Location labeling items
┄┄┄┄┄┄

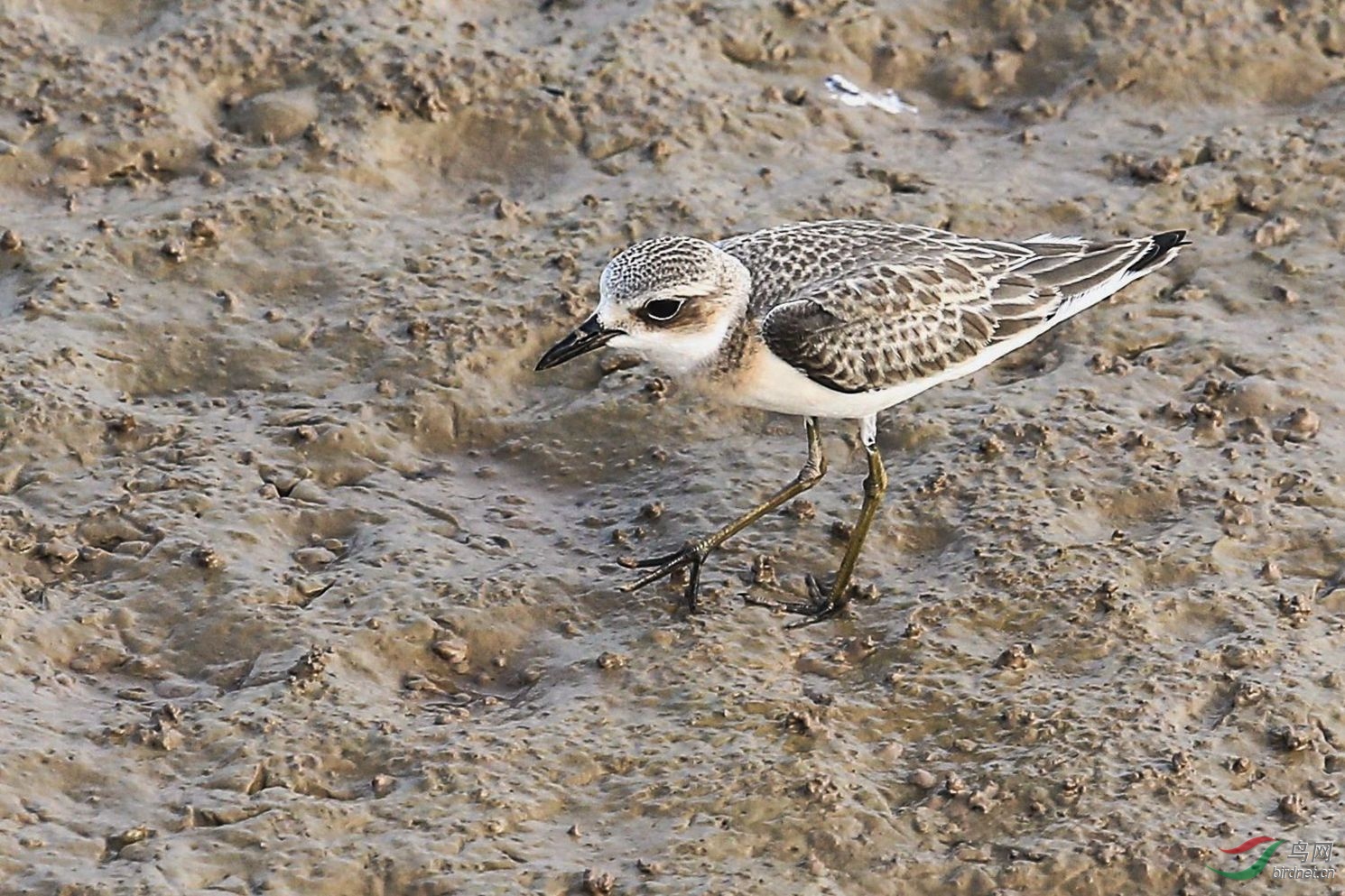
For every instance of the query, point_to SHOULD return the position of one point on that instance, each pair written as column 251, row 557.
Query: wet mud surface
column 308, row 583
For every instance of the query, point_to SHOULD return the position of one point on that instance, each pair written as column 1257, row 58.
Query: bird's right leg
column 693, row 553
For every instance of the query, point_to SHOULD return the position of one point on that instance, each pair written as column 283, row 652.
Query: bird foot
column 820, row 605
column 691, row 558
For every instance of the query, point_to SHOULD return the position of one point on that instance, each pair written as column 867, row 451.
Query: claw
column 820, row 607
column 691, row 555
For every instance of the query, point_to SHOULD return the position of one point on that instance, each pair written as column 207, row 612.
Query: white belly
column 774, row 385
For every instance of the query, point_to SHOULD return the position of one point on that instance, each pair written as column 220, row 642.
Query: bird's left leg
column 828, row 603
column 693, row 555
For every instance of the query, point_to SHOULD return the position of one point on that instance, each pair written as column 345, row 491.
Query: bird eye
column 662, row 309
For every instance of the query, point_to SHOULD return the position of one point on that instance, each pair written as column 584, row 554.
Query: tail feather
column 1161, row 245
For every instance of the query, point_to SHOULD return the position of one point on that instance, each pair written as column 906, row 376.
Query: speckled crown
column 658, row 263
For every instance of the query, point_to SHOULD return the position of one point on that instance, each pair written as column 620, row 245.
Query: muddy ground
column 308, row 583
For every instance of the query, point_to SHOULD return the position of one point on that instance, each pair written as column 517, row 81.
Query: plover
column 839, row 319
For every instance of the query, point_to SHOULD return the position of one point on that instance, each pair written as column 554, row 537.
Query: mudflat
column 308, row 581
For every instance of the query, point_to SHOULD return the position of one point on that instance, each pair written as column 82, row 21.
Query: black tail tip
column 1160, row 246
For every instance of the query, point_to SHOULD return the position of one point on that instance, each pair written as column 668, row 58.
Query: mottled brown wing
column 886, row 325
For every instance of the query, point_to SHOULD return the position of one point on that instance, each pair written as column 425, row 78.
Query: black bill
column 589, row 336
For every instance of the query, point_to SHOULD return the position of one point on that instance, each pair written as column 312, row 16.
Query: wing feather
column 939, row 300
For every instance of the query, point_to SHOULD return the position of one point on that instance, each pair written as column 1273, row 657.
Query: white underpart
column 783, row 389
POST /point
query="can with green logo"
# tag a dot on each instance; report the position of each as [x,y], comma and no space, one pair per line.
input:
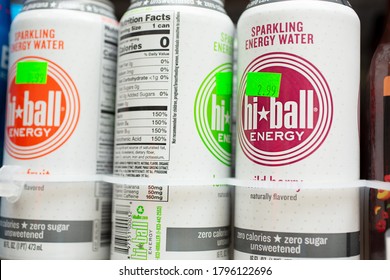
[173,110]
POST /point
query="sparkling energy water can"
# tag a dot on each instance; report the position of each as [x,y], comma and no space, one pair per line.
[5,22]
[298,71]
[173,106]
[60,122]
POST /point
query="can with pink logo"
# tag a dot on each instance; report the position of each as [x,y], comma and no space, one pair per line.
[298,84]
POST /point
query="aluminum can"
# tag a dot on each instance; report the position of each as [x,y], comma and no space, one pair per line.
[5,22]
[171,222]
[173,105]
[298,71]
[60,98]
[65,221]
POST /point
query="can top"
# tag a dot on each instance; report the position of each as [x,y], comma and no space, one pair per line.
[254,3]
[101,7]
[218,5]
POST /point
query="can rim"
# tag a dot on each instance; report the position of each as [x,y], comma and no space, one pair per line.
[105,2]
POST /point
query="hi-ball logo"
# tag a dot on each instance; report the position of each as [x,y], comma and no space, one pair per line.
[288,115]
[281,130]
[40,114]
[212,112]
[43,108]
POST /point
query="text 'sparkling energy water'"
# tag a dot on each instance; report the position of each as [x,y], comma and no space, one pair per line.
[60,122]
[5,21]
[298,79]
[173,106]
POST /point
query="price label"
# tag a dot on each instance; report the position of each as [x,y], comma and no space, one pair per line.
[224,82]
[31,72]
[263,84]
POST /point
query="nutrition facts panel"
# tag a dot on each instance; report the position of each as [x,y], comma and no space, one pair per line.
[145,69]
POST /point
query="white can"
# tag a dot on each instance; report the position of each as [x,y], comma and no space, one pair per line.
[57,221]
[171,222]
[61,91]
[171,121]
[173,106]
[298,69]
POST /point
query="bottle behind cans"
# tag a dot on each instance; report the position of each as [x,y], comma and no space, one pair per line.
[60,122]
[174,91]
[5,22]
[298,71]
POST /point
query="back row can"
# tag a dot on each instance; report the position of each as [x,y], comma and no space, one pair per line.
[174,91]
[60,119]
[298,70]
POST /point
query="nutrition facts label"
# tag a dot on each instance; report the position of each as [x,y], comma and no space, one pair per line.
[145,81]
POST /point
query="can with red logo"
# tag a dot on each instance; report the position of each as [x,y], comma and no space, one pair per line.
[60,100]
[298,70]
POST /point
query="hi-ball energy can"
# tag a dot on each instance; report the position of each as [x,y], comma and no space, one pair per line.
[298,69]
[60,104]
[5,22]
[173,106]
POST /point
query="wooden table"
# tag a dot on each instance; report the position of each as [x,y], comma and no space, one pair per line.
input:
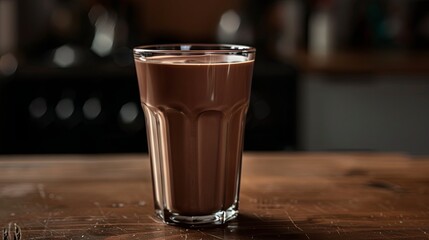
[283,196]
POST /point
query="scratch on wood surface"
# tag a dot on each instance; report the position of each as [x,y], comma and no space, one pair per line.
[209,234]
[294,224]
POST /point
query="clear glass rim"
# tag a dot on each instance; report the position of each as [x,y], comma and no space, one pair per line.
[194,48]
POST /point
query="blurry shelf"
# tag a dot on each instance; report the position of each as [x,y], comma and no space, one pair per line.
[379,63]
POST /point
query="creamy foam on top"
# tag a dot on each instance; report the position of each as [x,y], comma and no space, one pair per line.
[196,59]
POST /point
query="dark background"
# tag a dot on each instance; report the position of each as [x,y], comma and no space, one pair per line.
[68,85]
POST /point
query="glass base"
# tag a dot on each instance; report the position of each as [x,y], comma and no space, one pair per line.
[216,218]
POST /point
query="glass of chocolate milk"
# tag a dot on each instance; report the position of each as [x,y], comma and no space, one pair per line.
[195,98]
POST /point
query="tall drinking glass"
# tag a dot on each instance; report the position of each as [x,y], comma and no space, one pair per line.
[195,98]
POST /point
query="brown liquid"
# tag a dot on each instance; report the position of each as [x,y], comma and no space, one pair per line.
[195,114]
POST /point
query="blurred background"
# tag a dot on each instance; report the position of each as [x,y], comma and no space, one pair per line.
[343,75]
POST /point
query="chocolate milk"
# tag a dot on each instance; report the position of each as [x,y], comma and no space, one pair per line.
[195,115]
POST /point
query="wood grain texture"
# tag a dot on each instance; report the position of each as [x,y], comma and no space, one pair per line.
[283,196]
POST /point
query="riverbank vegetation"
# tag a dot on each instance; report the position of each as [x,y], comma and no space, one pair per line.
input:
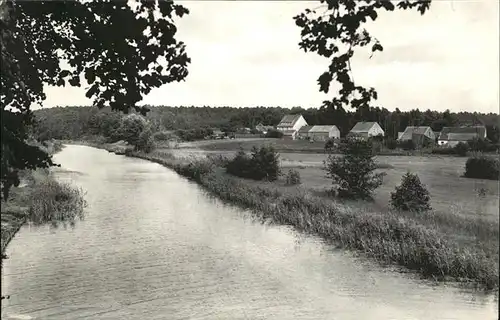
[435,244]
[75,123]
[40,199]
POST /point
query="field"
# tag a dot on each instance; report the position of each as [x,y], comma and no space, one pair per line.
[281,145]
[442,175]
[459,239]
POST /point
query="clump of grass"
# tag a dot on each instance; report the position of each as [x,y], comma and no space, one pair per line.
[411,240]
[293,177]
[52,201]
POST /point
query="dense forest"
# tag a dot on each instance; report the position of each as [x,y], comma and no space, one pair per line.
[78,122]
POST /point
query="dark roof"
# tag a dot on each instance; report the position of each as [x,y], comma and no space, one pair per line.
[289,120]
[363,126]
[410,131]
[460,133]
[327,128]
[358,134]
[305,129]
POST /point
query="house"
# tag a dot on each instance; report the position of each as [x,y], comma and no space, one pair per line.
[290,125]
[451,136]
[366,130]
[304,132]
[418,135]
[218,134]
[262,128]
[323,133]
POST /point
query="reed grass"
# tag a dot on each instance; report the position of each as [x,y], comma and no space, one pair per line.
[414,241]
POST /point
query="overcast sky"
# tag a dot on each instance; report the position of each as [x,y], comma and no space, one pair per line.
[246,53]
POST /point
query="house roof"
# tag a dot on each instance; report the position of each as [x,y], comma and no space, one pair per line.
[460,133]
[358,134]
[323,128]
[363,126]
[289,119]
[305,129]
[411,130]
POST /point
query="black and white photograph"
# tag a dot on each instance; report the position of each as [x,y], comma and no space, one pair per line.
[250,159]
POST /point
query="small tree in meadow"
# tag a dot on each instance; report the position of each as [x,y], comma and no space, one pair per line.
[353,173]
[411,195]
[265,163]
[461,149]
[293,177]
[329,144]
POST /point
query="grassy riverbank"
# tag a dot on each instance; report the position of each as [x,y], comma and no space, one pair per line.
[39,199]
[441,246]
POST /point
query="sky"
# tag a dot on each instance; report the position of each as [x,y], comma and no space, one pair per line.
[246,54]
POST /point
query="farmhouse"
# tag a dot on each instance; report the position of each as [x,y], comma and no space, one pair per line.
[366,130]
[290,125]
[217,134]
[451,136]
[262,128]
[418,135]
[304,132]
[323,133]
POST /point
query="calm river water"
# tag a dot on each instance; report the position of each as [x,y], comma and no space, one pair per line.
[155,246]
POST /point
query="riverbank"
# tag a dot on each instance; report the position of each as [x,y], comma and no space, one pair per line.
[40,199]
[437,246]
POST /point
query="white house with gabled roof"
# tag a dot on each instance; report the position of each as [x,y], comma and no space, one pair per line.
[290,125]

┄┄┄┄┄┄

- **Brief**: Lay out the lines from the start of the items through the line containing "column 774, row 385", inclusive, as a JSON list of strings, one string per line, with blank lines omitted. Leave the pictures out.

- **Exercise output**:
[
  "For every instance of the query, point_to SHOULD return the position of one point on that instance, each pair written as column 251, row 557.",
  "Query: wet mud surface",
  "column 308, row 583",
  "For every instance of the query, point_to SHOULD return the position of one point on that instance, each pair written as column 1257, row 58.",
  "Query: bird's right leg",
  "column 693, row 553",
  "For every instance of the query, point_to SHOULD return the position of one point on that instance, each pair written as column 283, row 652.",
  "Query: bird foot",
  "column 820, row 605",
  "column 691, row 558",
  "For every instance of the query, point_to SHOULD return the position of one point on that instance, each pair written as column 867, row 451.",
  "Query: claw",
  "column 820, row 607",
  "column 691, row 555",
  "For every instance of the query, point_to SHOULD return the position of one point on that instance, each pair written as column 207, row 612.",
  "Query: white belly",
  "column 774, row 385"
]